CONSIGNES DE TRAVAIL —
1. Relevez toutes les personnes désignées par leur nom dans l'extrait sur l'ouvrage historique de Bilderdijk.
2. Dans les lignes de données fournies, déplacez de 68 chaque coordonnée des réponses, de la ligne qui contient « Could you please pick out the wet » jusqu'à celle qui contient « Could you please pick out the firefighter's helmet », bornes incluses. Recopiez uniquement ces lignes, demandes comprises.

Il faut dire un mot des opinions de l’historien pour expliquer le tumulte des esprits auquel donna lieu cette discussion littéraire. Bilderdijk était ultra-monarchique : son idéal était l’ancien état féodal tel qu’il avait existé dans les Pays-Bas sous les anciens comtes, souverains de fait, mais non absolus. Ces idées dominent dans son livre : de là un esprit de dénigrement systématique contre Oldenbarneveldt, les frères de Witt et tous les hommes d’état qui ont lutté contre le stadhoudérat. Bilderdijk avait été proscrit par le parti anti-stadhoudérien, et les animosités politiques ou religieuses étaient vivaces dans le cœur du poète. On ne peut du moins s’expliquer autrement ces diatribes amères, ce ton militant et dogmatique, dont s’arrangent les sectaires, mais qui conviennent si peu à l’historien. La lecture de ces pages, quelquefois éloquentes, fait naître une impression pénible : je regrette pour mon compte de voir un esprit distingué, mais chimérique, s’égarer violemment dans les rêves du passé, et chercher parmi des ruines, souvent même au milieu des ténèbres de l’ignorance, le type d’une société dont les esprits ne voulaient déjà plus au XVIe siècle. Tel qu’il est, l’ouvrage de Bilderdijk n’en doit pas moins être consulté par quiconque veut s’initier aux annales de la Néerlande ; il a d’ailleurs rendu des services, il a fait naître la critique historique. L’admiration exclusive de Wagenaar avait posé des bornes à l’examen des faits et à l’esprit de curiosité ; ces bornes, on ne pouvait les renverser « qu’en déclarant, comme dit M. Groen van Prinsterer, une guerre à mort à cette histoire stéréotypée qui avait pris possession des esprits[1]. » Depuis ce temps-là, grâce à la publication de nombreux documens, l’horizon historique s’est élargi ; on a défriché le vaste champ des

  1. Les Archives de la maison d Orange.

DONNÉES FOURNIES —
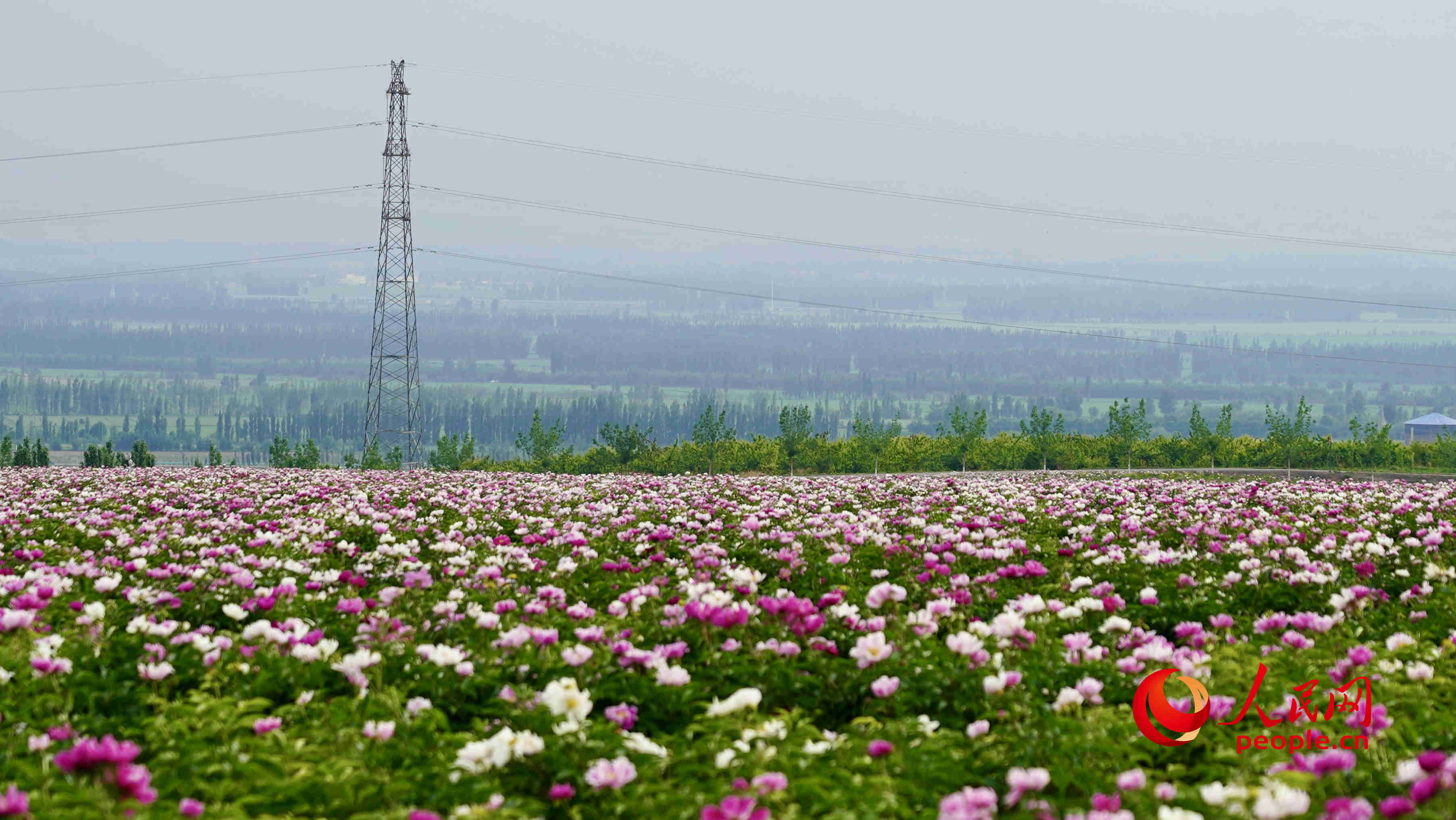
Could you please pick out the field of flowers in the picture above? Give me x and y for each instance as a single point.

* * *

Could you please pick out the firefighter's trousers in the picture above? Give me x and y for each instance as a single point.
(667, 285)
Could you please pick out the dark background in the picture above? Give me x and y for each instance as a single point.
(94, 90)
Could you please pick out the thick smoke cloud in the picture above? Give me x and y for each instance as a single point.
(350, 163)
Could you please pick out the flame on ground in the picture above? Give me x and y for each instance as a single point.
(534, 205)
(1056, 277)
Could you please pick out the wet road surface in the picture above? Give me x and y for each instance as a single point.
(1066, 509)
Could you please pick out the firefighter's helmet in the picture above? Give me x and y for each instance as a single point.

RÉPONSES AUX CONSIGNES —
1.
Bilderdijk
Oldenbarneveldt
les frères de Witt
Wagenaar
M. Groen van Prinsterer

2.
Could you please pick out the wet road surface in the picture above? Give me x and y for each instance as a single point.
(1134, 577)
Could you please pick out the firefighter's helmet in the picture above? Give me x and y for each instance as a single point.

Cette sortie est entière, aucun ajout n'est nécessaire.